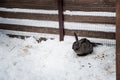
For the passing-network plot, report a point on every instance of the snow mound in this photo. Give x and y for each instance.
(53, 60)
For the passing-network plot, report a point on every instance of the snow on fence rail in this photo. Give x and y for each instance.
(26, 15)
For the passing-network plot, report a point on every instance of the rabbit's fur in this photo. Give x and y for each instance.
(84, 46)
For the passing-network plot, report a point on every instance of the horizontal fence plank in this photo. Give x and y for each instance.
(29, 16)
(65, 1)
(82, 33)
(54, 17)
(72, 7)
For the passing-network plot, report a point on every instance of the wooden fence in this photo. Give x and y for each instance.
(73, 5)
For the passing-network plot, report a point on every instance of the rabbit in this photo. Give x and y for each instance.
(84, 46)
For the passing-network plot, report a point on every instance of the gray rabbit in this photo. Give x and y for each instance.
(84, 46)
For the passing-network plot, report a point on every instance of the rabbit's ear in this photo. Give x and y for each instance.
(76, 37)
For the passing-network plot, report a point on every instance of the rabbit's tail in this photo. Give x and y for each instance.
(76, 37)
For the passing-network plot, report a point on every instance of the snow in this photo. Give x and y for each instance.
(53, 60)
(68, 38)
(67, 12)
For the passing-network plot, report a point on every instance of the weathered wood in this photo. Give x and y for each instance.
(54, 17)
(61, 19)
(33, 16)
(94, 34)
(74, 7)
(89, 19)
(82, 33)
(118, 40)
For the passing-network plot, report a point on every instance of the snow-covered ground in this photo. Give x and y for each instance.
(53, 60)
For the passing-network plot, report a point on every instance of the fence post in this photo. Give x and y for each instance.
(118, 39)
(61, 19)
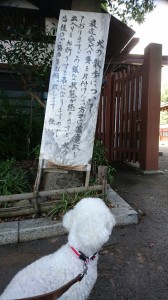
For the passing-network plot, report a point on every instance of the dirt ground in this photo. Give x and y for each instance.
(133, 264)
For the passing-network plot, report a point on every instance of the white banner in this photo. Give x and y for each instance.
(74, 89)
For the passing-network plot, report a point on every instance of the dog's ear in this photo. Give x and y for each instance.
(68, 219)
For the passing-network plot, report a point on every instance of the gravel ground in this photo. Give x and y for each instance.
(133, 264)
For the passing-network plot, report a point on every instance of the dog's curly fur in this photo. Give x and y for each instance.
(89, 224)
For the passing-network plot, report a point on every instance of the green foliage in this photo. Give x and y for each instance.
(21, 127)
(99, 158)
(13, 180)
(68, 201)
(30, 59)
(127, 10)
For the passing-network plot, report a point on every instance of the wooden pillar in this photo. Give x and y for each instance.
(86, 5)
(150, 107)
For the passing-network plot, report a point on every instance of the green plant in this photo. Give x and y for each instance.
(68, 201)
(36, 152)
(99, 159)
(13, 180)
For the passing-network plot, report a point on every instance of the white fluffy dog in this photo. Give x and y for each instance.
(89, 224)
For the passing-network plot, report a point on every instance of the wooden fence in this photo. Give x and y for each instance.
(128, 119)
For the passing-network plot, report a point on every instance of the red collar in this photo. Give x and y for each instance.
(82, 256)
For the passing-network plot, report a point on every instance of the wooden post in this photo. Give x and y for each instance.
(150, 107)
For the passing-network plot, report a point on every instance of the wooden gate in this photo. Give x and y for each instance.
(128, 119)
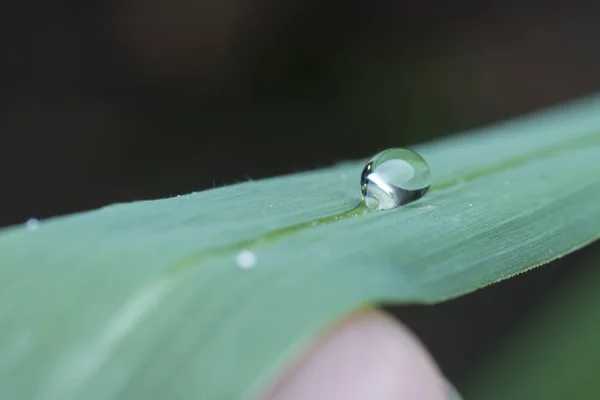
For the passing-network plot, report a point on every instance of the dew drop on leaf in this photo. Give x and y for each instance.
(393, 178)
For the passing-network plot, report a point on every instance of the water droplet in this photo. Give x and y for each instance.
(32, 224)
(393, 178)
(246, 259)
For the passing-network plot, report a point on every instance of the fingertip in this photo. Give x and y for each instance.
(368, 356)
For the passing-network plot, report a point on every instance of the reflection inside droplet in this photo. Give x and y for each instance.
(393, 178)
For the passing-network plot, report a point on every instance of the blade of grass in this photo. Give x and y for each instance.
(146, 300)
(555, 354)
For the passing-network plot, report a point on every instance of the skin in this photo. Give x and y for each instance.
(370, 356)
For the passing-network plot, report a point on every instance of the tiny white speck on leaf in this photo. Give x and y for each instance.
(32, 224)
(246, 259)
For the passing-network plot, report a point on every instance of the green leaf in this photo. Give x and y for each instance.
(146, 300)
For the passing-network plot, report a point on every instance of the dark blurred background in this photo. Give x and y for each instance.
(104, 102)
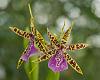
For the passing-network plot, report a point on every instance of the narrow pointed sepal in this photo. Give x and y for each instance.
(52, 38)
(20, 32)
(76, 46)
(73, 63)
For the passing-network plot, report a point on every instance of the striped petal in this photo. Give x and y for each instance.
(29, 51)
(58, 63)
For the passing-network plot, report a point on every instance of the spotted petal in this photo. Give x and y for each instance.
(58, 63)
(29, 51)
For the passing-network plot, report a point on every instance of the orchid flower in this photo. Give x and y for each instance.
(59, 58)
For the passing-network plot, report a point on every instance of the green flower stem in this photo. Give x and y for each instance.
(32, 69)
(53, 76)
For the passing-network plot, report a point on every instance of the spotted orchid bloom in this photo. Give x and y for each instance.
(59, 58)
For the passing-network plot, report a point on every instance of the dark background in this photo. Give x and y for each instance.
(51, 14)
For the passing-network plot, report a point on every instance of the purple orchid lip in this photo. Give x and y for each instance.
(30, 50)
(58, 63)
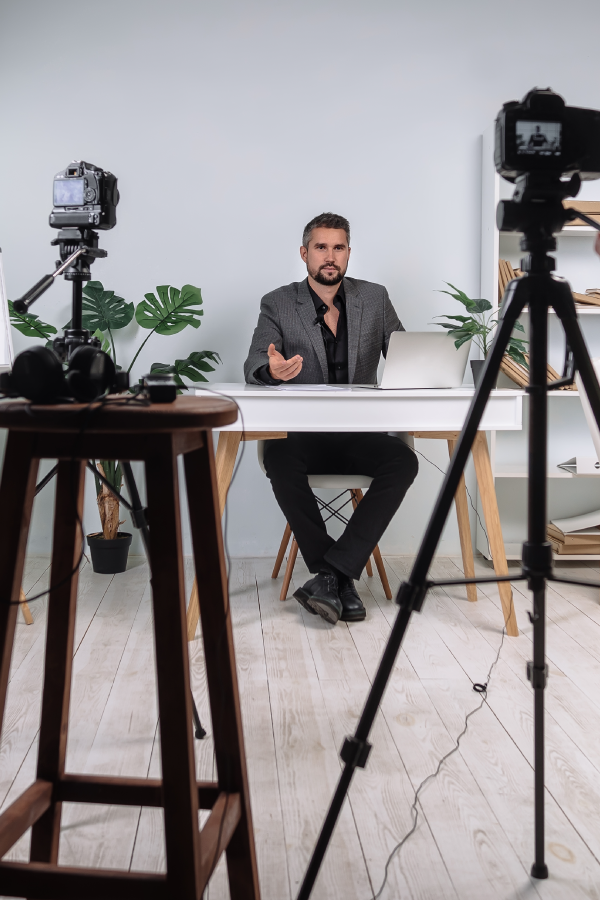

Exercise -
Copy out the rows from the line holding "of the purple" through the end of the rows, both ends included, and leave the pictures out.

Response below -
For the passing-network plot, report a point on every instance of the purple orchid lip in this photo. Give x and y for each instance.
(30, 50)
(58, 63)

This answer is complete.